* What to produce
Transcribe all records, preserving every character.

[[ Entries supplied open ]]

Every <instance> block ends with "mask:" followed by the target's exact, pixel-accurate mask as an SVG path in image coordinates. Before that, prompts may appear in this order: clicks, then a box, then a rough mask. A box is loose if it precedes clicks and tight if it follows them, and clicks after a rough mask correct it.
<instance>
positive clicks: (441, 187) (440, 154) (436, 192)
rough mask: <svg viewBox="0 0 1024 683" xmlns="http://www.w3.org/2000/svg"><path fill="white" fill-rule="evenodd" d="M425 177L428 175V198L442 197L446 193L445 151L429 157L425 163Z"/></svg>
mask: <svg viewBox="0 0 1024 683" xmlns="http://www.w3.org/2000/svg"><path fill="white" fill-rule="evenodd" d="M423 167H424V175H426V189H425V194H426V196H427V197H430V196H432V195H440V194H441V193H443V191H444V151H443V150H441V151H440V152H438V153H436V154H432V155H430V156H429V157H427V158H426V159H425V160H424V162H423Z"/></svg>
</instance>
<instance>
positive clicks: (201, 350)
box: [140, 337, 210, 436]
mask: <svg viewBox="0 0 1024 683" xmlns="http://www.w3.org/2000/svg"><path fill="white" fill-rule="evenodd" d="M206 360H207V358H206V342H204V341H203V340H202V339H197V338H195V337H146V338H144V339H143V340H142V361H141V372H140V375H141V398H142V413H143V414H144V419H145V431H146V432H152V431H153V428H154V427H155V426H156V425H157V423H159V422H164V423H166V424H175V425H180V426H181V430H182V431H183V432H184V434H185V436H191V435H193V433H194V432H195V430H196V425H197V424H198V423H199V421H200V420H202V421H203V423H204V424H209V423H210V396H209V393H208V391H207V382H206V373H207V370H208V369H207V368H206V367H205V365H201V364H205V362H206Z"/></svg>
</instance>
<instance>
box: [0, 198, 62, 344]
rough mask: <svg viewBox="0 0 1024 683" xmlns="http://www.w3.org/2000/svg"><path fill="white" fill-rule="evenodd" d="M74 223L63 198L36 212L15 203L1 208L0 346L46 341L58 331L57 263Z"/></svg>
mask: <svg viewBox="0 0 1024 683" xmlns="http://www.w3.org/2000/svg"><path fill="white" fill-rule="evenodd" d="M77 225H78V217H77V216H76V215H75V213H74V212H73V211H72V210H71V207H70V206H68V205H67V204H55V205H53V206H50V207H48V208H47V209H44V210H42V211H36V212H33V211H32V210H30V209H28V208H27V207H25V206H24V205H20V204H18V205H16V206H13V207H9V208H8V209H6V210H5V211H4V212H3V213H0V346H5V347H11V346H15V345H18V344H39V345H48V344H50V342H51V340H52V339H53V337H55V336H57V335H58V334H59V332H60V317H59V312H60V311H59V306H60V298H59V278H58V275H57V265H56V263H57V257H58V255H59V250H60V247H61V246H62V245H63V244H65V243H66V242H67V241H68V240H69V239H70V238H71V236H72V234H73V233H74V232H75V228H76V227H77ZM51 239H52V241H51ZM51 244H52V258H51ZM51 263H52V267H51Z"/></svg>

[[ Entries supplied closed ]]

* Response area
Every <instance> block ends with "mask:" followed by the target's exact, pixel-accurate mask as an SVG path in image coordinates. Before that, prompts may appear in this order: clicks, then a box, then a rough mask. A box is loose if it precedes clicks and tight if it follows them, and clicks after a rough mask correct it.
<instance>
positive clicks: (441, 187) (440, 154) (436, 192)
rough mask: <svg viewBox="0 0 1024 683" xmlns="http://www.w3.org/2000/svg"><path fill="white" fill-rule="evenodd" d="M425 177L428 175V198L442 197L446 193L445 151L429 157L425 163Z"/></svg>
mask: <svg viewBox="0 0 1024 683" xmlns="http://www.w3.org/2000/svg"><path fill="white" fill-rule="evenodd" d="M423 167H424V175H426V189H425V194H426V196H427V197H430V196H432V195H440V194H441V193H443V191H444V151H443V150H441V151H440V152H438V153H436V154H432V155H430V156H429V157H427V158H426V159H425V160H424V162H423Z"/></svg>
</instance>
<instance>
positive clicks: (201, 350)
box: [140, 337, 210, 436]
mask: <svg viewBox="0 0 1024 683" xmlns="http://www.w3.org/2000/svg"><path fill="white" fill-rule="evenodd" d="M206 360H207V358H206V342H204V341H203V340H202V339H197V338H195V337H146V338H144V339H143V340H142V361H141V372H140V375H141V398H142V413H143V414H144V419H145V431H146V432H152V431H153V428H154V427H155V426H156V425H157V423H159V422H164V423H166V424H175V425H180V426H181V430H182V431H183V432H184V434H185V436H191V435H193V433H194V432H195V430H196V425H197V424H198V423H199V421H200V420H202V421H203V423H204V424H209V423H210V396H209V393H208V391H207V382H206V373H207V370H208V369H207V368H206V367H205V365H201V364H205V362H206Z"/></svg>
</instance>
<instance>
box: [0, 198, 62, 344]
rough mask: <svg viewBox="0 0 1024 683" xmlns="http://www.w3.org/2000/svg"><path fill="white" fill-rule="evenodd" d="M74 223L63 198L36 212L15 203L1 208L0 346L46 341L58 331L57 263Z"/></svg>
mask: <svg viewBox="0 0 1024 683" xmlns="http://www.w3.org/2000/svg"><path fill="white" fill-rule="evenodd" d="M77 225H78V217H77V216H76V215H75V213H74V212H73V211H72V210H71V207H70V206H68V205H67V204H55V205H53V206H50V207H48V208H47V209H44V210H42V211H36V212H33V211H32V210H30V209H28V208H27V207H25V206H24V205H20V204H18V205H16V206H13V207H9V208H8V209H6V210H5V211H4V212H3V213H0V346H5V347H11V346H15V345H18V344H39V345H48V344H50V342H51V340H52V339H53V337H55V336H57V335H58V334H59V332H60V317H59V312H60V311H59V306H60V298H59V278H58V275H57V265H56V263H57V257H58V255H59V250H60V247H61V246H62V245H63V244H65V243H66V242H67V241H68V240H69V239H70V238H71V236H72V234H73V233H74V232H75V228H76V227H77ZM51 239H52V241H51ZM51 244H52V258H51ZM51 263H52V267H51Z"/></svg>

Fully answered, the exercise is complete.